What the task requires =>
Among the entries that follow, tally the lines with the string "statue". Give no more than the number.

══ Data for this exercise ══

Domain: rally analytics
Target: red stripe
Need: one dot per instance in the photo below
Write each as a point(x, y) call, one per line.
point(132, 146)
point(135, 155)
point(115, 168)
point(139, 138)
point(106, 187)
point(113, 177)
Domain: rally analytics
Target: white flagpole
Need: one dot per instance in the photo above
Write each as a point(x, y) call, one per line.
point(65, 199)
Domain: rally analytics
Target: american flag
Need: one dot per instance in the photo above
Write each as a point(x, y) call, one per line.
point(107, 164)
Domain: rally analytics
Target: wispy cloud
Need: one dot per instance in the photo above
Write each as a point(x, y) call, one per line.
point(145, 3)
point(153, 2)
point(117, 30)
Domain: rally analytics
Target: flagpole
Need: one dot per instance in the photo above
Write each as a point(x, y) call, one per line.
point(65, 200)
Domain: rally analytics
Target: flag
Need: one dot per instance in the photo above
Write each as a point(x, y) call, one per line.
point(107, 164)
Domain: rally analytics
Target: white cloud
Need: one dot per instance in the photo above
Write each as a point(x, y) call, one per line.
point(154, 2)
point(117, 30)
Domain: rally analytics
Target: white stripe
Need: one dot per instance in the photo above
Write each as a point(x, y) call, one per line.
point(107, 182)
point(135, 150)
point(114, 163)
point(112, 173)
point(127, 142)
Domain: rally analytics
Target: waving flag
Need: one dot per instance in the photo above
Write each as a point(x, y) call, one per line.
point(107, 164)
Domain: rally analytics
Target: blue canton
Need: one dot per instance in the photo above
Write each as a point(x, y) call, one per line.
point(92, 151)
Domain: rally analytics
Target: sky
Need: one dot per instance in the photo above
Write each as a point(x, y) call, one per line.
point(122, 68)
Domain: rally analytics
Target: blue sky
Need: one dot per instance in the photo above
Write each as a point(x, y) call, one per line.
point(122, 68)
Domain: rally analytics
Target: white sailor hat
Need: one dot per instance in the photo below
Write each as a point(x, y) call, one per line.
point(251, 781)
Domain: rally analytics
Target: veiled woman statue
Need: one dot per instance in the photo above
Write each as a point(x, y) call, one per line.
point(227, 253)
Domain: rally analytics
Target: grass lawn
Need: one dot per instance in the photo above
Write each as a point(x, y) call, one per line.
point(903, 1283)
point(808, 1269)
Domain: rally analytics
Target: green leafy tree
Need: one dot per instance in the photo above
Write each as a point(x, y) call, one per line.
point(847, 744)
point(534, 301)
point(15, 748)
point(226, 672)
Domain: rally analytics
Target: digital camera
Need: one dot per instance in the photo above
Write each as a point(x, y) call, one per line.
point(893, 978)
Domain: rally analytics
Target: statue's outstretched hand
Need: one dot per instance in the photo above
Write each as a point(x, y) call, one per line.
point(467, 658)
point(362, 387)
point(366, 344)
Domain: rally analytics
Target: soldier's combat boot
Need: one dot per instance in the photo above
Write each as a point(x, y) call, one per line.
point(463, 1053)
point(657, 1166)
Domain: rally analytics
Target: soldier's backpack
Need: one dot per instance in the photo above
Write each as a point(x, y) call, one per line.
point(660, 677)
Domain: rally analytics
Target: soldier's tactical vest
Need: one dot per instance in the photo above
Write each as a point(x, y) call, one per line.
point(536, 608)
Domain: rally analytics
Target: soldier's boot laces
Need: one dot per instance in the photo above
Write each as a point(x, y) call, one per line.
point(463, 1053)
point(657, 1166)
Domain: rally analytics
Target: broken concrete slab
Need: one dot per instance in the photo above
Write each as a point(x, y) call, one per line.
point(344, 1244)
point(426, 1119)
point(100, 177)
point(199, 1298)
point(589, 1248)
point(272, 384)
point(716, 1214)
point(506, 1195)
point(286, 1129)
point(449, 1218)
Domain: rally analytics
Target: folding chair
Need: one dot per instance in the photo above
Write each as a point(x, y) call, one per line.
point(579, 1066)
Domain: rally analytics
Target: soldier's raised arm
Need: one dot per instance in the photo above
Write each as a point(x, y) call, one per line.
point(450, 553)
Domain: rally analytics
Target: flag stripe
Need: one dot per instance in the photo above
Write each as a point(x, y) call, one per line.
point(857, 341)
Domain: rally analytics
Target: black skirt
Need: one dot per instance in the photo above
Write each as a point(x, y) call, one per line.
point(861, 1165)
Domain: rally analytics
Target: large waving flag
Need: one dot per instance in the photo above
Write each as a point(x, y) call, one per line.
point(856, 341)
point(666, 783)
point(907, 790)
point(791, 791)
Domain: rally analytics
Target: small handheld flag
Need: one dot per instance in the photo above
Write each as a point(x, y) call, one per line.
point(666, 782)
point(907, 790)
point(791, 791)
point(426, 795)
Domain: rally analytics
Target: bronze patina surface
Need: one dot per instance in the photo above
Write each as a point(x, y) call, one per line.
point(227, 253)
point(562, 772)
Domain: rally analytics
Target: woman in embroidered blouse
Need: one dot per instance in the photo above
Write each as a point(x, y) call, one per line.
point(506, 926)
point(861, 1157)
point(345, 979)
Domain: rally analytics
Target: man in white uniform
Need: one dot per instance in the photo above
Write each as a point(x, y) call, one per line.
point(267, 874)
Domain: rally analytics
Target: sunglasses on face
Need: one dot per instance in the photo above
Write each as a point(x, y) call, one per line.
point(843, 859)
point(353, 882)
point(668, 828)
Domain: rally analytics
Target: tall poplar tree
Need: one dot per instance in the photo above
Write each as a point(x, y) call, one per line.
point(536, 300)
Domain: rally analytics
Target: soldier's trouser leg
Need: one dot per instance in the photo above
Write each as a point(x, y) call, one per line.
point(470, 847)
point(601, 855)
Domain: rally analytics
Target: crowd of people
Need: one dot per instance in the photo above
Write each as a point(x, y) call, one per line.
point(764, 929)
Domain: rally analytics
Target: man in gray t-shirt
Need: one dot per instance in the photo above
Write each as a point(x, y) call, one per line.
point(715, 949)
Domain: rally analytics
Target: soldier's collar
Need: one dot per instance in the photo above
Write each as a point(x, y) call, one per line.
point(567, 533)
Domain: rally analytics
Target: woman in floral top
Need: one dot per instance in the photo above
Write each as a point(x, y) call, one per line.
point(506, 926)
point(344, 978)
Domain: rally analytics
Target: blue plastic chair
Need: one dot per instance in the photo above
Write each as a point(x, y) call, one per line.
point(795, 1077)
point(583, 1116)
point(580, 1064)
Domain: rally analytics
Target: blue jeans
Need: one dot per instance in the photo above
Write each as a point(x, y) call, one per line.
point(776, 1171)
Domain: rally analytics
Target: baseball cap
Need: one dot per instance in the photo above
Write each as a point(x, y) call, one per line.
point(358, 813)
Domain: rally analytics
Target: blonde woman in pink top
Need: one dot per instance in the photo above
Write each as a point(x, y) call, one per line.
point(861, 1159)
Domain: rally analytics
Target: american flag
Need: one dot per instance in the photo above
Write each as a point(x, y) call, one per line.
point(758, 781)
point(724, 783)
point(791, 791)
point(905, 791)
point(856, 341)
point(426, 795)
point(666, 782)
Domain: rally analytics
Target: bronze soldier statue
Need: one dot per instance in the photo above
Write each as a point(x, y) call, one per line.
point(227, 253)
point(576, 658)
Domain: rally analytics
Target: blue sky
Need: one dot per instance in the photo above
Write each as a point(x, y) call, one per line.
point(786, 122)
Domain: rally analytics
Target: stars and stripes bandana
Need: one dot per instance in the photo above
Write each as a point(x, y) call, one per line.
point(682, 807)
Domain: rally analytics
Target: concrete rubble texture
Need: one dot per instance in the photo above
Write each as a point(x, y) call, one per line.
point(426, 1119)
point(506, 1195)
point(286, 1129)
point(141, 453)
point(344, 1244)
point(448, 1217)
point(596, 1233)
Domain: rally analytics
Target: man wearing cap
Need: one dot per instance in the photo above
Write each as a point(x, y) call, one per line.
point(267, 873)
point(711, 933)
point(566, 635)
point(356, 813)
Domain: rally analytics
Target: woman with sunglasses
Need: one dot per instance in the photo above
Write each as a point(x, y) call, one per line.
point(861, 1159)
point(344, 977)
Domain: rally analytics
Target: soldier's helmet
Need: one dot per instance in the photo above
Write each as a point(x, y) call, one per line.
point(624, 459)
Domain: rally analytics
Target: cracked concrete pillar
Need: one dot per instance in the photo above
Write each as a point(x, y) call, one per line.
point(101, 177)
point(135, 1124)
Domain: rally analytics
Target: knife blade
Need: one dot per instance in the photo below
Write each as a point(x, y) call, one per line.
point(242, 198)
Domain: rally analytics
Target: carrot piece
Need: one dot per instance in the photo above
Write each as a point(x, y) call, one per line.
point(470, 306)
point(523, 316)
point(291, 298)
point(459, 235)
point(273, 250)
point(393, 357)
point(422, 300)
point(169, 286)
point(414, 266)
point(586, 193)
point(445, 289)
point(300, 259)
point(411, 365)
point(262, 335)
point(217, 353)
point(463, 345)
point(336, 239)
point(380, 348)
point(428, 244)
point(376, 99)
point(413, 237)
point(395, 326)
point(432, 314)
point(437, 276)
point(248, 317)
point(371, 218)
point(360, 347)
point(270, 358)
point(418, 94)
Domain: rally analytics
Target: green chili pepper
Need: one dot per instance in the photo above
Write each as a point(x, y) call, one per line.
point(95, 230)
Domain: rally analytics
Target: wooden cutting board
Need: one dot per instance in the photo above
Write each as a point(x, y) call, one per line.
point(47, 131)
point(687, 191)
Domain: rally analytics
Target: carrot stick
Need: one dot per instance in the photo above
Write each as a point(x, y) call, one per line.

═══

Result =>
3